- _Exercise data_:
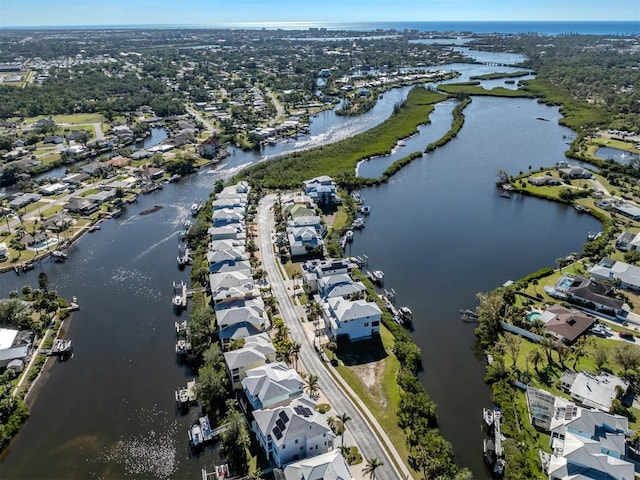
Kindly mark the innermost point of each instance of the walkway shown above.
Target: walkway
(370, 437)
(192, 111)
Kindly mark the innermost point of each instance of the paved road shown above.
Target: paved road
(368, 439)
(279, 108)
(201, 119)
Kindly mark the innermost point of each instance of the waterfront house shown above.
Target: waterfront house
(240, 322)
(627, 241)
(611, 270)
(547, 411)
(594, 391)
(228, 232)
(590, 446)
(304, 240)
(270, 384)
(230, 286)
(52, 188)
(351, 319)
(153, 173)
(627, 209)
(574, 172)
(322, 190)
(591, 294)
(544, 180)
(15, 345)
(229, 260)
(228, 217)
(209, 147)
(291, 432)
(23, 199)
(566, 324)
(229, 244)
(81, 206)
(341, 285)
(230, 202)
(102, 196)
(313, 270)
(257, 351)
(327, 466)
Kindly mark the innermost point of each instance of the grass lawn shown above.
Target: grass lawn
(370, 369)
(76, 118)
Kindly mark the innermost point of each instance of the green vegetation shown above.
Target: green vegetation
(498, 75)
(576, 115)
(340, 159)
(456, 126)
(474, 88)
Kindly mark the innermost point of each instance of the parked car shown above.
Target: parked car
(626, 335)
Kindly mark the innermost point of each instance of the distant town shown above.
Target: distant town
(302, 360)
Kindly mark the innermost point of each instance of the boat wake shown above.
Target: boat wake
(154, 245)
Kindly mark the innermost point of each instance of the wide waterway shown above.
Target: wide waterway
(438, 229)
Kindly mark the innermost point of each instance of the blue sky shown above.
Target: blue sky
(230, 12)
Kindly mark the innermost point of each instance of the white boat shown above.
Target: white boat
(177, 302)
(487, 415)
(195, 435)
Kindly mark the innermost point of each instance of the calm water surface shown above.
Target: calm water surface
(438, 229)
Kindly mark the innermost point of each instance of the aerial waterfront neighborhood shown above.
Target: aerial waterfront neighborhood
(298, 289)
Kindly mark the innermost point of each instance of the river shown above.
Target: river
(438, 229)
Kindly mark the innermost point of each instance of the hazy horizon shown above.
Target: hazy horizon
(279, 13)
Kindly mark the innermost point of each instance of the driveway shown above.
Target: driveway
(363, 427)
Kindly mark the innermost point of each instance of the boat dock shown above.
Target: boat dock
(60, 348)
(180, 295)
(186, 396)
(222, 471)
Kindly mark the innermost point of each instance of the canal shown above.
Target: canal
(438, 229)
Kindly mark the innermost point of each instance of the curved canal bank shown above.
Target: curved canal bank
(438, 229)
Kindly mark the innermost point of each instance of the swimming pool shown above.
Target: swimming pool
(532, 316)
(564, 282)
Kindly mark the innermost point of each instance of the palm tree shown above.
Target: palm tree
(312, 385)
(535, 357)
(295, 352)
(344, 419)
(372, 465)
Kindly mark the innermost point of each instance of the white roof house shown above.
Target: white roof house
(292, 432)
(313, 270)
(339, 286)
(591, 446)
(229, 286)
(357, 319)
(228, 216)
(301, 239)
(240, 322)
(595, 391)
(609, 269)
(230, 257)
(227, 232)
(257, 351)
(270, 384)
(328, 466)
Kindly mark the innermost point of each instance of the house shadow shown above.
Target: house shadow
(361, 351)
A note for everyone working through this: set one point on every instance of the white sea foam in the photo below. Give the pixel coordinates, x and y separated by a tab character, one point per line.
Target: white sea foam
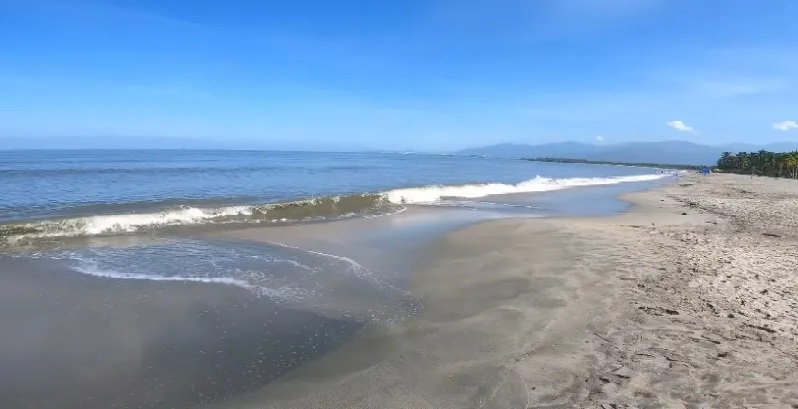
432	194
187	215
89	267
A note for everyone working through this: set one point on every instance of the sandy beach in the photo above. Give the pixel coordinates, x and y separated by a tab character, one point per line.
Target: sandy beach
686	300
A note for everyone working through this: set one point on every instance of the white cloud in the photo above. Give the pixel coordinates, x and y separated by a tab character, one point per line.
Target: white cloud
680	126
785	125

- _Work item_: The answer must be every line of the data that contains the word "this".

- _Written solution_:
A note for everyone working through this: set one point on every instance of the white sea foam in the photo below. Give the pixel coordinates, x and y separated by a tab character, one point per line.
A note for everyone working through this: set one point on every instance of the sandy beach in the photo above. Give the pixel coordinates, x and y separated by a tab character, one point per line.
A note for everyone working through this: set one point on every instance of the white cloud in the photo above. Give the pixel coordinates, x and y separated by a tab character, one point per line.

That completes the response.